BEGIN Entries provided

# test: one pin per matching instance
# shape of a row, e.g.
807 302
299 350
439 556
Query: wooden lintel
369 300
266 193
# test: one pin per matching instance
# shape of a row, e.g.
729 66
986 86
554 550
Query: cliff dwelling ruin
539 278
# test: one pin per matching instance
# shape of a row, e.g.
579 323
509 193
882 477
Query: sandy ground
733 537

END Entries provided

Problem description:
All records should be written out again exactly as given.

Output of the exercise:
# test: one pin per matching instance
# shape of a row, e.g.
807 302
299 350
439 556
Query: wooden lintel
369 300
266 193
# test: one pin per matching instance
# shape of a row, e.g.
729 66
986 86
554 550
Query: cliff dwelling ruin
539 278
# test: one pin per matching instance
# shape of a row, e.g.
579 323
509 193
882 477
Query: sandy ground
733 537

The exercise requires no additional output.